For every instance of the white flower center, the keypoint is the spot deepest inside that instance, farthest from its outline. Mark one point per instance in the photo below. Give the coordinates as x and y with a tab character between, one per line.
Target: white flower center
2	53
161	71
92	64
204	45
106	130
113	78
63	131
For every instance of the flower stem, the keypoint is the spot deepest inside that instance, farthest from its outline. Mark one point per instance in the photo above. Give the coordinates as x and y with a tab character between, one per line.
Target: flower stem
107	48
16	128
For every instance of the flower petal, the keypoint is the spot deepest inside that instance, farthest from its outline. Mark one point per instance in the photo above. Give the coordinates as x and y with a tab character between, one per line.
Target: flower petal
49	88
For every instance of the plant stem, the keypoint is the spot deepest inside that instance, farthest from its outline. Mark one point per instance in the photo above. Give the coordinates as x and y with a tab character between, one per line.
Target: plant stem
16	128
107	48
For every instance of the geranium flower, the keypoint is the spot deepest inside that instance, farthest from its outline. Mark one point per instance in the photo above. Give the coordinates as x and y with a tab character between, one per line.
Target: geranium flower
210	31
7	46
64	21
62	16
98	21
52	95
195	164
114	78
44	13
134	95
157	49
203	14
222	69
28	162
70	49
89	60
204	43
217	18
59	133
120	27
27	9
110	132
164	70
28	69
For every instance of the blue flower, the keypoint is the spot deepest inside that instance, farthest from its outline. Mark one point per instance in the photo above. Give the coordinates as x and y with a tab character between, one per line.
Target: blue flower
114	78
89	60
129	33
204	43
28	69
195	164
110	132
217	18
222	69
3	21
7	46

......

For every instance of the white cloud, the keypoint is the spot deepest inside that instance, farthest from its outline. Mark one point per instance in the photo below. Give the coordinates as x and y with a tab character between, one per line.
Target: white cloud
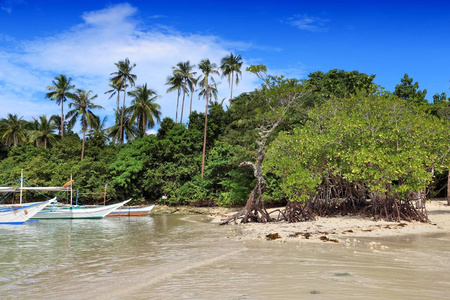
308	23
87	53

......

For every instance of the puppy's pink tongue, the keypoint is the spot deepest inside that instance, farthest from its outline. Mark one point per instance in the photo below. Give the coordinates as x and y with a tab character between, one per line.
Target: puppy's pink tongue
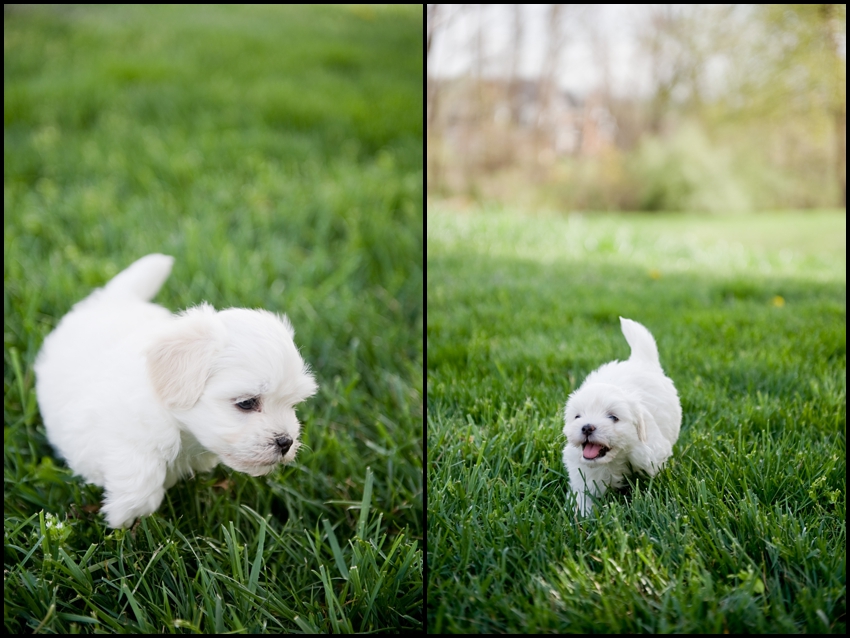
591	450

......

● **Problem**
Copy the stretch of rows from the line containing "For every instance of the white flower" through the line containing "Target: white flower center", keeping every word the same.

● **Response**
For every instance of the white flower center, the keypoint is the spot deepest inside that instance, farthest from its outline. Mark one point per instance in the photo below. Give the coordinates as x and y with a tab character between, one per line.
Target: white flower center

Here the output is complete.